▸ **Given request**: Pick out every line of the entries that contains the string "fruit", and copy each one. Case counts.

(Extracted entries)
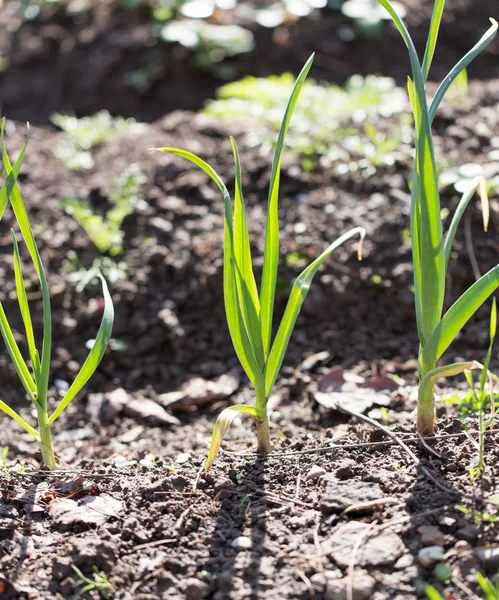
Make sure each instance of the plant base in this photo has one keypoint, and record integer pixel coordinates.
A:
(46, 447)
(426, 418)
(263, 435)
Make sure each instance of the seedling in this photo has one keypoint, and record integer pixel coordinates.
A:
(341, 123)
(491, 590)
(87, 133)
(481, 397)
(105, 230)
(99, 583)
(36, 381)
(430, 248)
(249, 312)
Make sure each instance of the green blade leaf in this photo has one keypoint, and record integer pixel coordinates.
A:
(426, 223)
(95, 356)
(25, 227)
(457, 316)
(16, 356)
(11, 177)
(235, 322)
(432, 36)
(271, 253)
(298, 294)
(24, 308)
(223, 423)
(492, 336)
(245, 280)
(456, 218)
(429, 380)
(484, 41)
(18, 419)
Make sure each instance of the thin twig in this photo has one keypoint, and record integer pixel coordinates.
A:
(427, 447)
(468, 238)
(154, 544)
(254, 454)
(351, 564)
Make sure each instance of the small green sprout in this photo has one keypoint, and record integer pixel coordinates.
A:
(105, 230)
(249, 312)
(99, 583)
(481, 397)
(87, 133)
(431, 250)
(36, 382)
(340, 123)
(491, 590)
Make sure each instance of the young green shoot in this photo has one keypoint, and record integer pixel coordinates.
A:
(36, 380)
(431, 249)
(481, 397)
(249, 311)
(99, 583)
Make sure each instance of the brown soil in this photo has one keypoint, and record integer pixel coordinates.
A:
(173, 535)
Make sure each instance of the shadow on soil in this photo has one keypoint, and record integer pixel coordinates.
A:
(242, 517)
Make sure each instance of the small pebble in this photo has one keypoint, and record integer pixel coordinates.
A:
(446, 521)
(194, 589)
(431, 535)
(242, 543)
(429, 556)
(315, 472)
(468, 533)
(488, 557)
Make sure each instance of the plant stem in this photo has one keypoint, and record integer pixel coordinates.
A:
(263, 435)
(426, 408)
(262, 422)
(46, 441)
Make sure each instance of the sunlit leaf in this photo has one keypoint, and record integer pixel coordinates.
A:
(95, 356)
(223, 423)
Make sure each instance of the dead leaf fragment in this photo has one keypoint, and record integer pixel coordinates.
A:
(91, 510)
(352, 391)
(198, 391)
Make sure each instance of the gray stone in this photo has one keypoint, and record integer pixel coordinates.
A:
(242, 543)
(488, 557)
(429, 556)
(315, 472)
(339, 494)
(376, 548)
(194, 589)
(431, 535)
(362, 587)
(468, 533)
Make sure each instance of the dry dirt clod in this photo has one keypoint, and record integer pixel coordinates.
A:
(488, 557)
(362, 587)
(242, 543)
(382, 548)
(430, 556)
(339, 494)
(431, 535)
(315, 473)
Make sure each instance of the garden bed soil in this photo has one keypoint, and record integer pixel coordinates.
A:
(60, 62)
(252, 527)
(170, 320)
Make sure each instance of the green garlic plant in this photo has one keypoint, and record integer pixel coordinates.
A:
(480, 398)
(249, 312)
(36, 381)
(431, 250)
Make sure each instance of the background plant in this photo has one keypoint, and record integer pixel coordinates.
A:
(249, 312)
(341, 123)
(105, 230)
(36, 379)
(87, 133)
(430, 248)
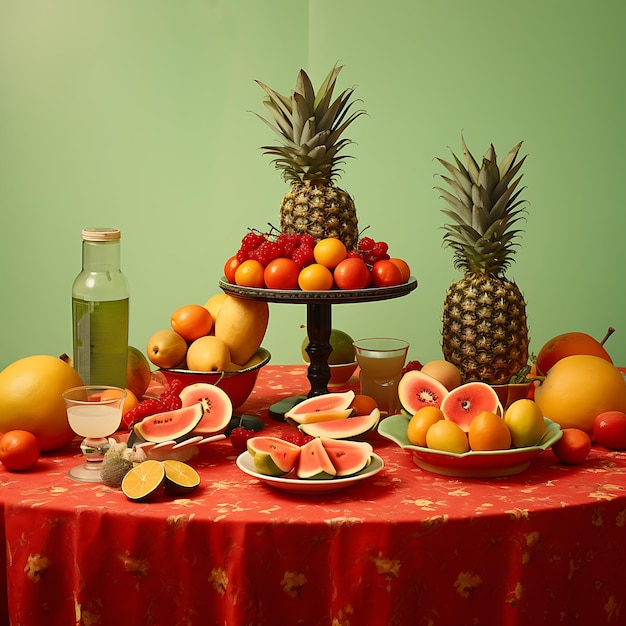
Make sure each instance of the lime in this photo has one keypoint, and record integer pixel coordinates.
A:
(342, 348)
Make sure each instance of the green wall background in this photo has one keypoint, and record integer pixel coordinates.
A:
(137, 115)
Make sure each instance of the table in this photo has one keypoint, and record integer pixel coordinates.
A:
(405, 548)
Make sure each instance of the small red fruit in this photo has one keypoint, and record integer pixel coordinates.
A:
(609, 430)
(573, 447)
(19, 450)
(239, 437)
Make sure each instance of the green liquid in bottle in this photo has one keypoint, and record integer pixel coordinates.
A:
(100, 341)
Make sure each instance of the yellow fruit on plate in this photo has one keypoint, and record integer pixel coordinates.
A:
(525, 421)
(208, 354)
(241, 324)
(166, 349)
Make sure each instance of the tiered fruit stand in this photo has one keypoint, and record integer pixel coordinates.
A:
(319, 317)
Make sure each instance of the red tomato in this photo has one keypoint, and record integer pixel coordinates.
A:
(19, 449)
(230, 267)
(609, 430)
(352, 273)
(281, 273)
(250, 274)
(386, 274)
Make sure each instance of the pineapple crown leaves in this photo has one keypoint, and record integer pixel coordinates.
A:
(484, 206)
(310, 126)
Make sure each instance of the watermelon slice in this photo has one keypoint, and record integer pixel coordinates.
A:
(170, 425)
(273, 456)
(349, 428)
(314, 462)
(348, 457)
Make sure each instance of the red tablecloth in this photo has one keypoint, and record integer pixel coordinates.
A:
(405, 547)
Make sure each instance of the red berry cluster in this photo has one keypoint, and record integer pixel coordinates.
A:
(169, 400)
(265, 247)
(371, 251)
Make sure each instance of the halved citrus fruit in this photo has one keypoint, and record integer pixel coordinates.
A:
(180, 477)
(144, 480)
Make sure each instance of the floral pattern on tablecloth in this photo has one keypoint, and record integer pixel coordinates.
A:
(547, 546)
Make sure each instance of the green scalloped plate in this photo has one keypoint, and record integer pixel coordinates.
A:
(473, 464)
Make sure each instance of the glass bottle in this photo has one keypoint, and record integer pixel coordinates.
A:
(100, 295)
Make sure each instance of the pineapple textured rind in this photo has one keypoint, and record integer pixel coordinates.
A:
(485, 331)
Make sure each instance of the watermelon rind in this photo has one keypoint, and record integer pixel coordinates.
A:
(417, 389)
(349, 428)
(314, 462)
(466, 401)
(217, 405)
(321, 416)
(170, 425)
(273, 456)
(348, 457)
(324, 402)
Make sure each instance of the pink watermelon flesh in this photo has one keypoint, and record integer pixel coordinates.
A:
(417, 390)
(284, 454)
(464, 403)
(343, 429)
(314, 462)
(348, 457)
(218, 408)
(170, 425)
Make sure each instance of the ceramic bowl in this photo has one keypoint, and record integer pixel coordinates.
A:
(473, 464)
(237, 384)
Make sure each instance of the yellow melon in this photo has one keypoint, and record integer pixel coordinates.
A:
(578, 388)
(241, 325)
(30, 399)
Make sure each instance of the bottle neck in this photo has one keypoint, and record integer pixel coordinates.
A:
(101, 256)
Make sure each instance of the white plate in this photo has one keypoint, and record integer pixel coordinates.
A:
(245, 463)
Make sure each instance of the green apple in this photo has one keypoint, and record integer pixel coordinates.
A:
(342, 348)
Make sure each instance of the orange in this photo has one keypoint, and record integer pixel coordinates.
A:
(419, 424)
(573, 447)
(489, 432)
(363, 405)
(250, 274)
(404, 268)
(568, 344)
(315, 277)
(191, 321)
(144, 480)
(445, 372)
(447, 436)
(166, 348)
(19, 450)
(180, 477)
(330, 252)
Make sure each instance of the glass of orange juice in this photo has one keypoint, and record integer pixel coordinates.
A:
(381, 360)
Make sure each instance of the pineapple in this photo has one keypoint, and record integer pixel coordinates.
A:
(310, 126)
(485, 333)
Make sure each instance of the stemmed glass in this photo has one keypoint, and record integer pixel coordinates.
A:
(93, 412)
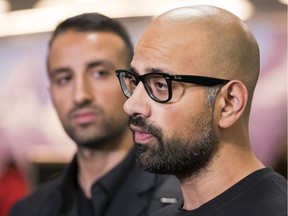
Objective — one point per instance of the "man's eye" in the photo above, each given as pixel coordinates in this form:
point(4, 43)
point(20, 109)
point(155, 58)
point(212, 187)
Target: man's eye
point(63, 80)
point(99, 73)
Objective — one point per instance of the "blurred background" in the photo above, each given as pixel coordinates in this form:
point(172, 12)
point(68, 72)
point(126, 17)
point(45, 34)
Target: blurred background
point(32, 142)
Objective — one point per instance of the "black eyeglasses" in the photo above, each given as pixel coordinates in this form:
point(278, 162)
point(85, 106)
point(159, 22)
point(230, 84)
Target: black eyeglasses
point(159, 86)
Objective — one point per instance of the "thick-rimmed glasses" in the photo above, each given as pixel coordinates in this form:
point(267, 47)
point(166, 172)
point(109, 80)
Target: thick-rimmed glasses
point(159, 86)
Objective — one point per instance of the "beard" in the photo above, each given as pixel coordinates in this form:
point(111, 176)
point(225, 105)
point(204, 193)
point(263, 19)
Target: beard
point(104, 135)
point(183, 157)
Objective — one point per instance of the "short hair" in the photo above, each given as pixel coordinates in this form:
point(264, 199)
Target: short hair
point(211, 94)
point(94, 22)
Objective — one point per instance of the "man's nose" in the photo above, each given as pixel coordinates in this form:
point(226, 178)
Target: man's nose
point(138, 102)
point(82, 91)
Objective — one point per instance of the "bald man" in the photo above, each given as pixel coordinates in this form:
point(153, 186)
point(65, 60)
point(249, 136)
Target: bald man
point(189, 92)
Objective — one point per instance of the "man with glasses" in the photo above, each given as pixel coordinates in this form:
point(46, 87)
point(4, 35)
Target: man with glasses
point(103, 179)
point(189, 92)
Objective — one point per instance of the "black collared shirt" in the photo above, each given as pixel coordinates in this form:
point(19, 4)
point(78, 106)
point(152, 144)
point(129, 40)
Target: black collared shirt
point(104, 189)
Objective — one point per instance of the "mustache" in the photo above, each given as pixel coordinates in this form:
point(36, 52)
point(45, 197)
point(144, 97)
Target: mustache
point(82, 106)
point(145, 125)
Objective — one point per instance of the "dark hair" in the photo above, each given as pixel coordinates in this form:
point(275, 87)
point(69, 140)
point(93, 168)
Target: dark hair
point(94, 22)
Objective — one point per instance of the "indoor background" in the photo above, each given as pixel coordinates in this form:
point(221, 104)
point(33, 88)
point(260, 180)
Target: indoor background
point(30, 133)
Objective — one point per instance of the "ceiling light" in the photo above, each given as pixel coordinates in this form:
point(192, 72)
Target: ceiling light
point(4, 6)
point(283, 1)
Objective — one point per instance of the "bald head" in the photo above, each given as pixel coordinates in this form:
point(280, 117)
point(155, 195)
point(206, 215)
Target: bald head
point(203, 40)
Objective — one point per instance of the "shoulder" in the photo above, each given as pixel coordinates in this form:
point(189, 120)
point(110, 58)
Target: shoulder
point(44, 196)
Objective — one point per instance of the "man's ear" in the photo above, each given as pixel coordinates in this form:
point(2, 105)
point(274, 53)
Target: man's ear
point(233, 103)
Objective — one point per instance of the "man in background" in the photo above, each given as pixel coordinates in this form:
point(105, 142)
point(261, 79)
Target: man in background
point(190, 90)
point(103, 178)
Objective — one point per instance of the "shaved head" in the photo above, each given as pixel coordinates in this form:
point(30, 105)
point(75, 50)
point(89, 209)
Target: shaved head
point(206, 41)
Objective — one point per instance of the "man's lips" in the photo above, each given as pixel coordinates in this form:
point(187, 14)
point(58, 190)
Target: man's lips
point(141, 136)
point(84, 116)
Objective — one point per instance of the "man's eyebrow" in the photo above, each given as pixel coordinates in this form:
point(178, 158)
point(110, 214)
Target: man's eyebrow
point(153, 70)
point(100, 63)
point(59, 70)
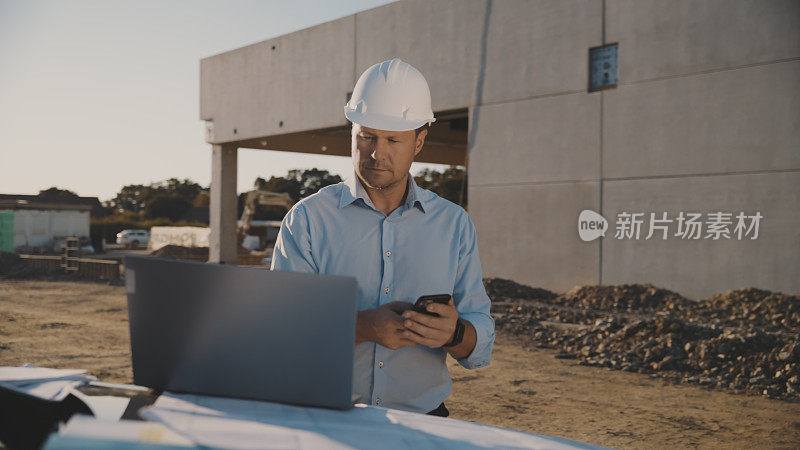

▸ **Written response**:
Make sure each instance of the small red fruit in this photo has one keypoint, and record integer pixel coordinates.
Make sure each instance of the yellow fruit on plate in this photo has one keypoint, and record integer pixel coordinates.
Make sure each instance of the tiered fruit stand in this photo has one keypoint, and record integer pixel coordinates.
Make sure each instance of the halved citrus fruit in this photo has one keypoint, and record integer pixel coordinates.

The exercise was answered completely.